練習問題 »
1. 『STUDY』創刊の記事で「『STUDY』を創刊したのは26歳のときです。」から始まる段落を、主な事実を残して箇条書きにしてください。
2. 『STUDY』創刊の記事を、最後の文の後から書き継いでください。

本文 »
26歳でファッション誌『STUDY』創刊。
編集長・長畑宏明の雑誌作りにかける熱すぎるクリエイティビティ
ファッション雑誌は広告主と切っても切れない関係だ。このインターネット時代において、読者はスマホを楽しみ、当然出稿主はマーケティングをデジタルに移している。
が、出版社は二進法の世界に追い付いていない。故に休刊が相次いでいる。しかし、そんなことには一喜一憂せず雑誌づくりと真摯に向き合うのが『STUDY』を創刊した、編集者・長畑宏明氏だ。
丁寧な取材と写真のクリエイティビティを重視した同誌は、ファッション誌界にどのような変革をもたらすのか、改めて作り手側と読み手に疑問を投げかける存在になりそうだ。
- TEXT BY MEGUMI OTAKE
- PHOTO BY YUTA KOMA
まず、これまでのキャリアと『STUDY』を創刊した経緯を教えてください。
『STUDY』を創刊したのは26歳のときです。それ以前はファッション系のウェブ企業で、アプリ開発やシステム、サイト運営、コンサル的なことも担当していました。人数も少ないベンチャーみたいな企業だったので、基本的には1人で全部担当しないといけない環境でした。

提供データ »

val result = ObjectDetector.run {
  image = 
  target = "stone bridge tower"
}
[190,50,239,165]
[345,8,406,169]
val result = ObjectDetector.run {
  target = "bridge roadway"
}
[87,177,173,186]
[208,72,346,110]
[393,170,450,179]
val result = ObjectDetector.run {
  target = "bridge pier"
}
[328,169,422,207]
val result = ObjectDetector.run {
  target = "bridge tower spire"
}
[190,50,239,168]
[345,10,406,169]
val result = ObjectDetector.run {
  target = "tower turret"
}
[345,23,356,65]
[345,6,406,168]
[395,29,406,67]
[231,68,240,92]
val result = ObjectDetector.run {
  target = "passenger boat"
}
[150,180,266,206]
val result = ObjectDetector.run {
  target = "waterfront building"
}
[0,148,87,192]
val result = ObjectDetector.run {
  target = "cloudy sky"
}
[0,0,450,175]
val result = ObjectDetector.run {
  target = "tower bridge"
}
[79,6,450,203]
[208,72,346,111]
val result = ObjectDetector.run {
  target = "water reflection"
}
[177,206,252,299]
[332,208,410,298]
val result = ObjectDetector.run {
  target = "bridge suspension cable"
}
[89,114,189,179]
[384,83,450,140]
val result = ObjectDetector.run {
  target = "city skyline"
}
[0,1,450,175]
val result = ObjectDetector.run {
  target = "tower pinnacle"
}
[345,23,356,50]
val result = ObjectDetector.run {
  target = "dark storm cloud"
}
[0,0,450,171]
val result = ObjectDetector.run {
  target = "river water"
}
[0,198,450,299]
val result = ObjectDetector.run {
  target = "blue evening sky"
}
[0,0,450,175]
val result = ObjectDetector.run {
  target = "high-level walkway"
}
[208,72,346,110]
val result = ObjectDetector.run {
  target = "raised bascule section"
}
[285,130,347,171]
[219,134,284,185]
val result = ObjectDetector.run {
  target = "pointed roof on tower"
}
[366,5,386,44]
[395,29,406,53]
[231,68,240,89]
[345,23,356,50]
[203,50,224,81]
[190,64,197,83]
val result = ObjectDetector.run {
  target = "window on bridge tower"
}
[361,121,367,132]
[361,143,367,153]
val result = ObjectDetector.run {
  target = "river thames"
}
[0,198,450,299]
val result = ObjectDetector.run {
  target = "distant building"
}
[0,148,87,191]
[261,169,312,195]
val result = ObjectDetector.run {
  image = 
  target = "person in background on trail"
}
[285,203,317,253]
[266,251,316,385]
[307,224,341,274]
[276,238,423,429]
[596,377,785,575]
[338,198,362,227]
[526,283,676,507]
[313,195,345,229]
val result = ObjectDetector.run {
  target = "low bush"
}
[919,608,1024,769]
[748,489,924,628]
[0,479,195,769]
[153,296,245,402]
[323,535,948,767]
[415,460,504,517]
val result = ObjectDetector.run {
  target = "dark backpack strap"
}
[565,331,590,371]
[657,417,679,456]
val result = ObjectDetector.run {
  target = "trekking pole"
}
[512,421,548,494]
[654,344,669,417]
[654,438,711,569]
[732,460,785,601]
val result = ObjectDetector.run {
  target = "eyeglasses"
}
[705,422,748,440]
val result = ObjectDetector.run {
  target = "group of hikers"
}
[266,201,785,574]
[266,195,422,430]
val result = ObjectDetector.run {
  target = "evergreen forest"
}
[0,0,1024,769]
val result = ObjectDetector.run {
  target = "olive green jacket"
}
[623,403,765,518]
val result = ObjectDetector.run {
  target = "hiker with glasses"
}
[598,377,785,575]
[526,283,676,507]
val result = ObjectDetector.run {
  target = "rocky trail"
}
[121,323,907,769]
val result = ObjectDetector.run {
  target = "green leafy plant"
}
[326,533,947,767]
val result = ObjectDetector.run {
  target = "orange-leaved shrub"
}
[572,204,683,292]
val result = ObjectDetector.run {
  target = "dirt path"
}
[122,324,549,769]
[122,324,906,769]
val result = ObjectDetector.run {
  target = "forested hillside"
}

各問の解答 »
1.
・26歳で『STUDY』を創刊した。
・創刊以前はファッション系のウェブ企業に勤め、アプリ開発、システム、サイト運営、コンサル的な業務を担当していた。
・少人数のベンチャーのような企業で、基本的に1人ですべてを担当する環境だった。

2.
その頃は、雑誌をつくろうとは思ってもみなかったのですが、編集者の川田洋平さんが『TO magazine』を創刊することを知り、彼のトークイベントに足を運びました。そのときに感じたのが、“雑誌が個人にとっての新しいアートフォームみたいなものになりつつある”というひらめきでした。たとえばミュージシャンだったら音楽だし、絵描きであればそれは絵画です。僕の場合は、それが雑誌で表現できるんじゃないかと感じたんですね。
ウェブの経験があり利便性も理解している上で、あえて紙媒体にこだわった理由は?
世代的には、紙媒体を読んでいた人と、ミクシィなどに夢中になっていた人、もしくは両方という風に分かれると思います。
僕の場合はどちらかというと紙媒体に影響を受けたタイプなので、そこが大きな理由ですね。雑誌だと1冊を通して、文脈を立てて説明し、表現できる。紙だからこそ、そこからどんどん深堀りしていける感覚がありました。
いっぽう、ウェブはメディアとしての力が弱いと感じています。ワードを紐づけて何かを探すことは可能なのですが、興味のない情報は検索しないので、読まれにくくなります。このメディアに載っているものは全部読むというのは、なかなかありませんよね。どこまでもタイトル、要は記号が強い世界なので、どうしてもそこありきになってしまう。
これは良し悪しの話ではなく、『STUDY』の中でもウェブのほうが生きる企画があるかもしれません。ただ、雑誌の魅力はすべての情報をフラットにして、何かしらの文脈を敷けるというところです。
1冊まるごと長畑宏明
『STUDY』は編集から経営的な数字の管理まで、すべて長畑さんが管理されているそうですね。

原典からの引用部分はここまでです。